**Problem description**: From the line that contains "the man's ear." to the final line of the entries below, write out every line exactly as it appears, and nothing else.
=== Section Start ===
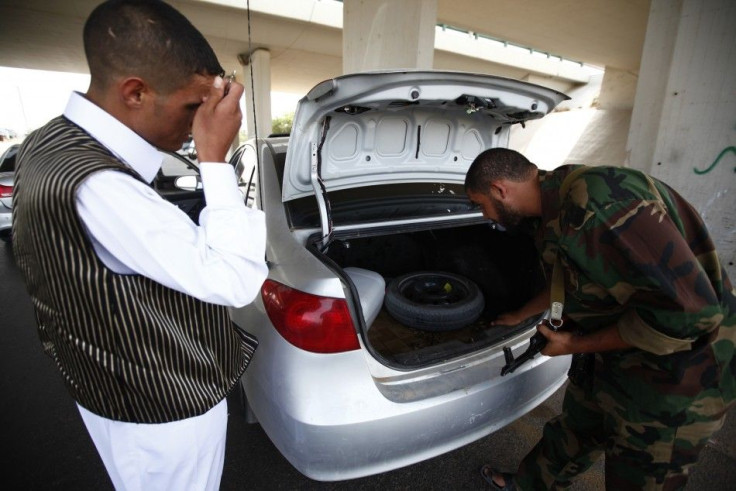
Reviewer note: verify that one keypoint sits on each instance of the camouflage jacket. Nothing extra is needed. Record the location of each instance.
(640, 257)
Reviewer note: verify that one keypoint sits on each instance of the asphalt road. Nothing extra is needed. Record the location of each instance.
(45, 445)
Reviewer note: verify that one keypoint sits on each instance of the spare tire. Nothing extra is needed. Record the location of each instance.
(434, 300)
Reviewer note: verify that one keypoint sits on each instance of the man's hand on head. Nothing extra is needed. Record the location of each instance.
(217, 121)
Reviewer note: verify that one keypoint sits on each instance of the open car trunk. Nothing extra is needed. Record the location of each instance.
(504, 265)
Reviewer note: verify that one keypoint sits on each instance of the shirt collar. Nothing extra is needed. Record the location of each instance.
(123, 142)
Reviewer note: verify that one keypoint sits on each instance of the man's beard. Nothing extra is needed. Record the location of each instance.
(507, 216)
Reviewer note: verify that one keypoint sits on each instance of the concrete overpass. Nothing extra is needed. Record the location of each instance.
(666, 102)
(305, 37)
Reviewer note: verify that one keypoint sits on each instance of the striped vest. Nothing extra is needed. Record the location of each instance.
(129, 349)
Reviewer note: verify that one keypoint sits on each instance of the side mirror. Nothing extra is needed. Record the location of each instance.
(188, 183)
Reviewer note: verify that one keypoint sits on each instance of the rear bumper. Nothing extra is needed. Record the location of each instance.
(334, 424)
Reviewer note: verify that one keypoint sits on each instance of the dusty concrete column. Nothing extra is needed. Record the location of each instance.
(683, 127)
(388, 34)
(257, 82)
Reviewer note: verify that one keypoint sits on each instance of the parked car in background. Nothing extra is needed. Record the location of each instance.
(363, 201)
(7, 171)
(177, 181)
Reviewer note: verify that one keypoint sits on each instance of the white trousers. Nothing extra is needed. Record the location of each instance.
(183, 455)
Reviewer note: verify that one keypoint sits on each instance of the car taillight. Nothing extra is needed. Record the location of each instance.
(309, 322)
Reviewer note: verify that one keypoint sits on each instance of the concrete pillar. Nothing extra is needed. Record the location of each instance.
(683, 127)
(257, 82)
(380, 34)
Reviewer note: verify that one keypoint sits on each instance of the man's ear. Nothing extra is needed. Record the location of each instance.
(133, 92)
=== Section End ===
**Solution to the problem**:
Reviewer note: verify that one keypoint sits on each instance of the man's ear. Nothing extra is needed. Record the location of each instance.
(133, 92)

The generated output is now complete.